**Written problem**
Copy out every one of the records below word for word, reproducing each line without any change.

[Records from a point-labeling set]

----

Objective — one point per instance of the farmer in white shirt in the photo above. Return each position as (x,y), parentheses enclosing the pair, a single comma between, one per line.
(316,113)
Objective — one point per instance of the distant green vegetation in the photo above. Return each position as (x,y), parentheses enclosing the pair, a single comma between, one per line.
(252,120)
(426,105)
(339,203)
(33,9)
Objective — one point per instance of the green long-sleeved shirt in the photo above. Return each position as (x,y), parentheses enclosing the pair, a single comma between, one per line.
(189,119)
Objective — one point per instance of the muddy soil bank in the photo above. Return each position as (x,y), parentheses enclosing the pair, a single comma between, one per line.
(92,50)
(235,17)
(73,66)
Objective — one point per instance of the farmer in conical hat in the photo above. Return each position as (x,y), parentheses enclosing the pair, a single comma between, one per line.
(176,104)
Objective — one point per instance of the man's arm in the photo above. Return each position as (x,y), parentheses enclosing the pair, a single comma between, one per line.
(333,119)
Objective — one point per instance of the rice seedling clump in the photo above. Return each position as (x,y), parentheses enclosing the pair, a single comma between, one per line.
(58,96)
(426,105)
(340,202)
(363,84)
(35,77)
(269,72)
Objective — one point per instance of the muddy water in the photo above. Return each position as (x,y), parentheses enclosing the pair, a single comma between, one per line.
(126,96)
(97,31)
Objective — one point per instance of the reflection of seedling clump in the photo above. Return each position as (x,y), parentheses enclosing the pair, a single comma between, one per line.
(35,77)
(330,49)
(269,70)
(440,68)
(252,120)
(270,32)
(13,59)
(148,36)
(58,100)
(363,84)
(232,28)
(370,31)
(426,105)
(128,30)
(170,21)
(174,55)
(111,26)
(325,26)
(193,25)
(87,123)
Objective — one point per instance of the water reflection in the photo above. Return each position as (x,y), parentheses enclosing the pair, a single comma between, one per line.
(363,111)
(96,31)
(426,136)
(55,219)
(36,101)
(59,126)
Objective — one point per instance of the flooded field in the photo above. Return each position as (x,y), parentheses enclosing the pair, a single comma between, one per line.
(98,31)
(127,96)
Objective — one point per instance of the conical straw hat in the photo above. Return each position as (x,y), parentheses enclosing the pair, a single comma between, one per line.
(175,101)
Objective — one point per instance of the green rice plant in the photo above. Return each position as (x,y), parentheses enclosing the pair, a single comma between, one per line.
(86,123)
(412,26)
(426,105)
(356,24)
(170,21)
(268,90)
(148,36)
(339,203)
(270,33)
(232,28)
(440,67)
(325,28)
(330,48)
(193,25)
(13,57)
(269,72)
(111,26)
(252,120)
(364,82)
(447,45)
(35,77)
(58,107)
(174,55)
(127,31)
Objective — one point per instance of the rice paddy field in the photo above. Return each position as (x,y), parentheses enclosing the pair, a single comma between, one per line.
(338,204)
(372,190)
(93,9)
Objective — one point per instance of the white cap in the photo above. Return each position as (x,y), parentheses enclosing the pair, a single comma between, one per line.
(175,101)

----

**Output of the exercise**
Objective — one point per instance of the farmer in white shirt in the photo above. Return each position as (x,y), parentheses enclosing the pair, a single comma between, one per line.
(316,113)
Objective — one point per instance of the distant green vegetation in the photo above. Return each position as (x,y), parentheses enclosing the pair, a single comma between, one per line.
(252,120)
(426,105)
(339,203)
(33,9)
Objective — one point per instance of the green long-sleeved shirt in the photo above. Return each position as (x,y), parentheses enclosing the pair, a single comma between, one per line.
(189,119)
Objective — one point per instance of the muddy soil bank in the photo above. Return each position as (x,y), parentheses enclosing the pair, a single comma between, one per line.
(92,50)
(235,17)
(73,66)
Objective — one point per instance of the farmer in conical hat in the photo above. Return each position as (x,y), parentheses enclosing the pair, a single comma between, one per line.
(176,104)
Objective — one point per instance of the man's arm in the photo above. Return each position as (x,y), parentheses enclosing the pair, a single comma between, one per line.
(333,119)
Objective — one point per instance of the rice seedling clump in the photo above. Return each position as (x,y), parentheses enclosing the pair, a single comma between, one per line.
(58,96)
(426,105)
(340,202)
(363,84)
(35,77)
(269,72)
Objective — one point per instance of the muddy water in the photo above. Return each position as (x,y), parentheses enclosing the pair, a single comma between, one per line.
(126,96)
(97,31)
Objective — one point per instance of the reflection of seedling clump in the photo above. Return each position as (x,y), parentheses enclosing the pair, a single comma between, one per line.
(35,77)
(330,49)
(269,70)
(440,68)
(252,120)
(270,32)
(13,59)
(148,36)
(58,100)
(363,84)
(232,28)
(370,31)
(426,105)
(128,30)
(170,21)
(174,55)
(111,26)
(325,26)
(193,25)
(87,123)
Objective — one point per instance of the water reflection in the photo above. Return each position as (x,y), parentheses enclosing the pair, a single comma between, one per line.
(363,111)
(96,31)
(426,136)
(55,219)
(36,101)
(59,126)
Objective — one point per instance of the flooded field in the photo above. Return each position as (x,y), parentheses enclosing the pair, a single comma between, one per line.
(98,31)
(127,96)
Objective — one point per instance of the conical straw hat in the photo above. Return each position as (x,y), parentheses enclosing the pair, a single comma between, one per line.
(175,101)
Objective — one point per instance of the green rice plant in the photo above. Return each position as (x,y), parentheses enclosing the pair, a single comma between, one per line.
(86,123)
(412,26)
(426,105)
(356,24)
(170,21)
(268,90)
(148,36)
(339,203)
(270,33)
(232,28)
(440,67)
(325,28)
(330,48)
(193,25)
(13,57)
(269,72)
(111,26)
(252,120)
(364,82)
(447,45)
(35,77)
(58,107)
(174,55)
(127,31)
Objective — one point per instance of the rice paddy field in the photo above. Return each position as (x,y), parentheses enclosing the pair, a single comma between, one per line.
(338,204)
(372,190)
(93,9)
Objective — one point per instance of the white cap in the photo above. Return each position as (x,y), parentheses enclosing the pair, a single comma between, one per line.
(175,101)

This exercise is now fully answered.